**Problem to solve:** Please repeat the records exactly, keeping the pictures out.

□ □ □

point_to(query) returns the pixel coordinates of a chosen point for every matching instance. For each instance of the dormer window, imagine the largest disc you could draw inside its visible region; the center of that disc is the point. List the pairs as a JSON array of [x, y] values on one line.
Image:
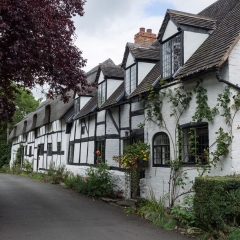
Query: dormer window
[[101, 93], [172, 57], [130, 79], [77, 105]]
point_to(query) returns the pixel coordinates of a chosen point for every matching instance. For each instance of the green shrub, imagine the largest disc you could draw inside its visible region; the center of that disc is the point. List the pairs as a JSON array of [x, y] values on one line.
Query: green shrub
[[234, 233], [154, 211], [56, 174], [217, 201], [185, 214], [99, 181], [27, 165]]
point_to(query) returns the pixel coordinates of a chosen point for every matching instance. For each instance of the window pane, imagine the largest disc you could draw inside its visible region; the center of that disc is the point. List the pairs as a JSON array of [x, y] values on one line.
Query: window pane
[[193, 150], [103, 92], [133, 78], [161, 149], [176, 53], [157, 155], [171, 56], [127, 81]]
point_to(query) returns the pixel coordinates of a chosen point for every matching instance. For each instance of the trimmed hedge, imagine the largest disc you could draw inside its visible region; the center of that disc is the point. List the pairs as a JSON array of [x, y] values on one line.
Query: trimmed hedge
[[217, 201]]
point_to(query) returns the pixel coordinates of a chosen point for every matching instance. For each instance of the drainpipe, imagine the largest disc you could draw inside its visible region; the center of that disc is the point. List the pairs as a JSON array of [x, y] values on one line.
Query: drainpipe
[[217, 73]]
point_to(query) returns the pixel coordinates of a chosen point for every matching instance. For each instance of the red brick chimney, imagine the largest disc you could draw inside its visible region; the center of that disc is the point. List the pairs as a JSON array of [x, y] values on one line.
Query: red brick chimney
[[146, 38]]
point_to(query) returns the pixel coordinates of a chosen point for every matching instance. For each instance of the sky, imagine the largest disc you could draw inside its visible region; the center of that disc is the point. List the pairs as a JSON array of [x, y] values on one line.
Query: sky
[[108, 25]]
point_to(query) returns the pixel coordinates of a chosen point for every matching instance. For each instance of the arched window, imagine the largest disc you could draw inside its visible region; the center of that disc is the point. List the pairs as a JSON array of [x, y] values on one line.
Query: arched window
[[161, 149]]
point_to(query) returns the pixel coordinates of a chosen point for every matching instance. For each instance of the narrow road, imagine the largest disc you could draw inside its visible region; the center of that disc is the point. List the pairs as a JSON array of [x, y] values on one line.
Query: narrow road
[[33, 210]]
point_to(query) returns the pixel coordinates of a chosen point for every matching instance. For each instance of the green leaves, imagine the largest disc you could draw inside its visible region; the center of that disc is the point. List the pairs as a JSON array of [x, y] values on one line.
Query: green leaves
[[203, 111]]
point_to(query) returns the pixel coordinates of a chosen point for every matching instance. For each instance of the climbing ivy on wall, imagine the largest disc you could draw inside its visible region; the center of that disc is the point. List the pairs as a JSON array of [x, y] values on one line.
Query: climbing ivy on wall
[[180, 100]]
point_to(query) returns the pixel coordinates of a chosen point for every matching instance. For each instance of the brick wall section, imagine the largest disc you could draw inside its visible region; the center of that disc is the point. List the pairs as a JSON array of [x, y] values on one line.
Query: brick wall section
[[146, 38]]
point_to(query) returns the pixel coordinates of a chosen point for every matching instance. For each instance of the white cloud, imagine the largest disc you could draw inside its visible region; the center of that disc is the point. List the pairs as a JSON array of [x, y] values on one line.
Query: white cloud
[[108, 25]]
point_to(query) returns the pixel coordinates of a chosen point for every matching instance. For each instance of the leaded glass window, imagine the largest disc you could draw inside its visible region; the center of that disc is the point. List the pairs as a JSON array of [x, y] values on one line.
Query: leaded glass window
[[130, 79], [71, 153], [49, 149], [194, 143], [77, 105], [101, 93], [161, 149], [171, 56]]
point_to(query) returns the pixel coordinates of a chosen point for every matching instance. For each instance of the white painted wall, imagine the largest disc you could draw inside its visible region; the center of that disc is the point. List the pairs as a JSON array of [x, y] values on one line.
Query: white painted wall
[[83, 101], [170, 30], [144, 69], [101, 78], [130, 60], [157, 177], [234, 66], [112, 85], [192, 41]]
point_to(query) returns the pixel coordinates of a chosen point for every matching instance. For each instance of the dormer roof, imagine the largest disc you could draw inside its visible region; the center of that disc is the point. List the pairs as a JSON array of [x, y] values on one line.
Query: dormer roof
[[115, 97], [90, 107], [217, 47], [110, 71], [141, 52], [183, 19], [148, 81]]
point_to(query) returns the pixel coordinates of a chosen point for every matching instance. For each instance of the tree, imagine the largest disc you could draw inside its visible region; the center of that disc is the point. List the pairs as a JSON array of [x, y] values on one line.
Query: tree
[[25, 103], [36, 47]]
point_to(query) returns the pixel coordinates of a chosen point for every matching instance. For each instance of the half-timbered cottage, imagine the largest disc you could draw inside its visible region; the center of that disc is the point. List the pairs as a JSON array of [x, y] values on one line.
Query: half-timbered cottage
[[190, 50]]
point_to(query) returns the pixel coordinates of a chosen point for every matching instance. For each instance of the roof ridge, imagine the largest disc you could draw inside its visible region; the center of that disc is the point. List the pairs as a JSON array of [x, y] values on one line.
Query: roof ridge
[[192, 15]]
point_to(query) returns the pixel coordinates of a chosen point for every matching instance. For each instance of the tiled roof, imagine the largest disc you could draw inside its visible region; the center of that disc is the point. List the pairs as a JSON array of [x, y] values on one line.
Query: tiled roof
[[217, 47], [141, 52], [219, 9], [88, 108], [113, 99], [194, 20], [112, 71], [147, 82], [91, 75]]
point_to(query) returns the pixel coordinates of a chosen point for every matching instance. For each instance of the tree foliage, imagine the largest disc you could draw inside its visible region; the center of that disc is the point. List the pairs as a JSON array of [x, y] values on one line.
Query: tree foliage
[[25, 103], [36, 47]]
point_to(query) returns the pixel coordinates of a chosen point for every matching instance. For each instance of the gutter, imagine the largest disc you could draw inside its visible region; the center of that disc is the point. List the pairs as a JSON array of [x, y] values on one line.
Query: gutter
[[217, 73]]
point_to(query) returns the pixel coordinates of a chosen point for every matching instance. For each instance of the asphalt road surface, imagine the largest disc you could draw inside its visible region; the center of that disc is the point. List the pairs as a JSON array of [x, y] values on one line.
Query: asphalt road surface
[[33, 210]]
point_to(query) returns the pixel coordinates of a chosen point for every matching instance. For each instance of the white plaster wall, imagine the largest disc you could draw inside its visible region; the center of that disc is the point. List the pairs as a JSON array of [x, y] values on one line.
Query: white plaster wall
[[101, 78], [234, 76], [144, 69], [76, 155], [130, 60], [83, 158], [110, 128], [136, 106], [112, 86], [83, 101], [170, 30], [136, 120], [112, 149], [101, 130], [91, 152], [91, 126], [192, 41], [101, 116], [157, 177], [78, 129], [234, 64], [124, 115]]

□ □ □

**Problem solution:**
point_to(query) returns the pixel coordinates of a chosen point for every matching instance. For each instance of the dormer window, imagine the largest disc you could draw inside its visible region; the center of that disc is the point. List the pairs as a JSON array of [x, y] values on one line.
Image:
Query: dormer window
[[101, 93], [172, 57], [130, 79], [77, 105]]
point_to(query) returns the pixel coordinates of a chosen point for every matching instance. For each instance of the green shrub, imagine the largest disc you could draw inside its visible region; the center of that disc is the point. List the pairs as a JSON array of [x, y] values on one line.
Query: green shrub
[[234, 233], [154, 211], [56, 174], [217, 201], [185, 214], [99, 181], [27, 165]]
point_to(query) returns the pixel coordinates of a chosen point for every matching instance. For each instance of the window pane, imagine the largest disc you could draw inside its visible region; the center of that disc is the point. List the pairs as a JSON array of [x, y] values on one line.
Query: window pane
[[193, 150], [103, 92], [133, 78], [161, 149], [176, 53], [157, 155], [171, 56], [127, 81]]
point_to(query) returns the pixel coordinates of a chosen point for every matching instance. For each instance of the trimmed hedge, imagine the largest disc you could draw inside its visible region; the center of that disc is the point. List the pairs as a JSON array of [x, y] values on one line.
Query: trimmed hedge
[[217, 201]]
point_to(query) returns the pixel coordinates of a chosen point for every matching instance. For each instance of the drainpipe, imagine the largest disc you could draw inside its visible region; the center of that disc is the point. List the pairs as a JSON array of [x, y] values on one line.
Query: drainpipe
[[217, 73]]
point_to(query) returns the pixel coordinates of a chosen point for every matching instance. For each instance of the red brick chimney, imagine the largest disc you could draw inside its visible region; the center of that disc is the point. List the pairs as a JSON array of [x, y] values on one line.
Query: red brick chimney
[[146, 38]]
point_to(query) returns the pixel coordinates of a chosen point for every matching instance. For each instance of the sky, imagine the largest disc you could draw inside its visible region; the center of that disc is the point. List the pairs as a JSON array of [x, y] values on one line.
Query: sky
[[108, 25]]
point_to(query) returns the pixel coordinates of a chosen point for every matching instance. For each instance of the arched window, imagine the largest disc you could draw inside its visible region; the center of that disc is the point. List the pairs as a JSON array of [x, y] values on one line.
Query: arched window
[[161, 149]]
point_to(query) returns the pixel coordinates of a chosen point for every matching instance. For each instance of the narrow road, imagine the largest disc you could draw inside its visible region; the center of that disc is the point. List the pairs as a JSON array of [x, y] values on one line.
Query: narrow road
[[33, 210]]
point_to(query) returns the pixel coordinates of a chosen point for every matching instance. For each instance of the green leaves, imagine the largest disc you could draw inside its visible region; the center of that disc is the point. List the pairs as a JSON array of [x, y] values on one line.
Query: green leaves
[[203, 111]]
point_to(query) returns the pixel coordinates of a chosen point for every matching instance. For each instance of the climbing ivy on wall, imagine the largest disc you could draw inside its visible region; the center of that disc is the point. List the pairs as a JSON array of [x, y] values on one line.
Query: climbing ivy on wall
[[180, 100]]
point_to(query) returns the pixel coordinates of a chosen point for every matching instance. For each instance of the brick wall section, imagine the largest disc you could draw inside its visible region; the center of that disc is the point. List the pairs as a JSON array of [x, y] values on one line.
Query: brick wall section
[[146, 38]]
point_to(query) returns the pixel coordinates of a chosen point for every matching instance. For each instance of the white cloud, imagine the largest disc you could draw inside its visible region; the center of that disc is the point. List the pairs as a JSON array of [x, y] values on one line.
Query: white cloud
[[108, 25]]
point_to(query) returns the pixel coordinates of a chosen point for every matching instance. For each instance of the leaded glass window, imagine the largest disc you could draw inside its visible region; the center of that disc is the point. List the pairs as a JSON array of [x, y] values on one line.
Query: leaded glass window
[[130, 79], [71, 153], [49, 149], [194, 143], [77, 105], [101, 93], [161, 149], [171, 56]]
point_to(query) returns the pixel coordinates of a chosen point for every matching instance. For each instance of the white painted wall, imagine the largest disc you could draw inside its visible region; the center of that disc is the point. List the pairs as a JSON array of [x, y] values on one line.
Query: white painted wall
[[83, 101], [170, 30], [144, 69], [101, 78], [130, 60], [157, 177], [234, 66], [112, 85], [192, 41]]
point_to(query) returns the pixel coordinates of a chosen point for every matching instance. For each instance of the dormer roof, imagine the largest disc you could draw inside its visible region; the center of that disc is the point. List the pairs as a JSON array of [x, y] values on one line.
Query: dormer roof
[[115, 97], [90, 107], [217, 47], [110, 71], [141, 52], [183, 19], [148, 81]]
point_to(query) returns the pixel coordinates of a chosen point for every matching instance. For each instance of the tree, imagine the largest disc you could draw inside its visible region; the center of that disc is the point. List the pairs as a JSON array of [x, y] values on one line.
Query: tree
[[25, 103], [36, 47]]
point_to(query) returns the pixel coordinates of a chosen point for every matching instance. For each instance of the half-timbered cottage, imagine the largest disc you could draw inside its visible region; the center of that disc is the point. List the pairs as a JSON array of [x, y] values on one line.
Query: half-timbered cottage
[[190, 50]]
point_to(query) returns the pixel coordinates of a chosen point for every matching instance. For each instance of the roof ridge, imagine the largest disc you could draw inside its visible region; the center of that disc is the point. List the pairs as a JSON array of [x, y] values on one line.
Query: roof ridge
[[192, 15]]
point_to(query) returns the pixel coordinates of a chosen point for every matching instance. For each instance of the tiled roof, imagine the largest disc you could draw inside its visible region; the center of that disc is the point. List the pairs as a JSON array of [x, y] values on one line.
Query: tiled roof
[[217, 47], [141, 52], [219, 9], [88, 108], [113, 99], [194, 20], [112, 71], [147, 82], [91, 75]]
point_to(query) returns the pixel coordinates of a chosen point for every matching instance. For each instance of the tree foliage, imagine the largest disc you could draw inside its visible region; the center of that disc is the point. List the pairs as a JSON array of [x, y] values on one line.
Query: tree foliage
[[25, 103], [36, 47]]
point_to(query) returns the pixel coordinates of a chosen point for every matching instance. For each instance of the gutter, imagine the largest disc you could draw inside its visible region; the center of that disc is the point. List the pairs as a JSON array of [x, y] values on one line.
Query: gutter
[[217, 73]]
point_to(query) returns the pixel coordinates of a chosen point for every matching instance. For each instance of the asphalt road surface, imagine the largest disc you could draw inside its visible region; the center of that disc is the point. List the pairs as a JSON array of [x, y] values on one line.
Query: asphalt road surface
[[33, 210]]
point_to(query) returns the pixel coordinates of a chosen point for every matching instance. For each instance of the white plaster wall, imagine the largest disc you could draw inside its visible region; the center of that disc is the point. List the pairs as a JSON array of [x, y] values on one line.
Query: white plaster wall
[[101, 78], [234, 76], [144, 69], [76, 155], [130, 60], [83, 158], [110, 128], [136, 106], [112, 86], [83, 101], [170, 30], [136, 120], [112, 149], [101, 130], [91, 152], [91, 126], [192, 41], [101, 116], [157, 177], [78, 129], [234, 64], [124, 115]]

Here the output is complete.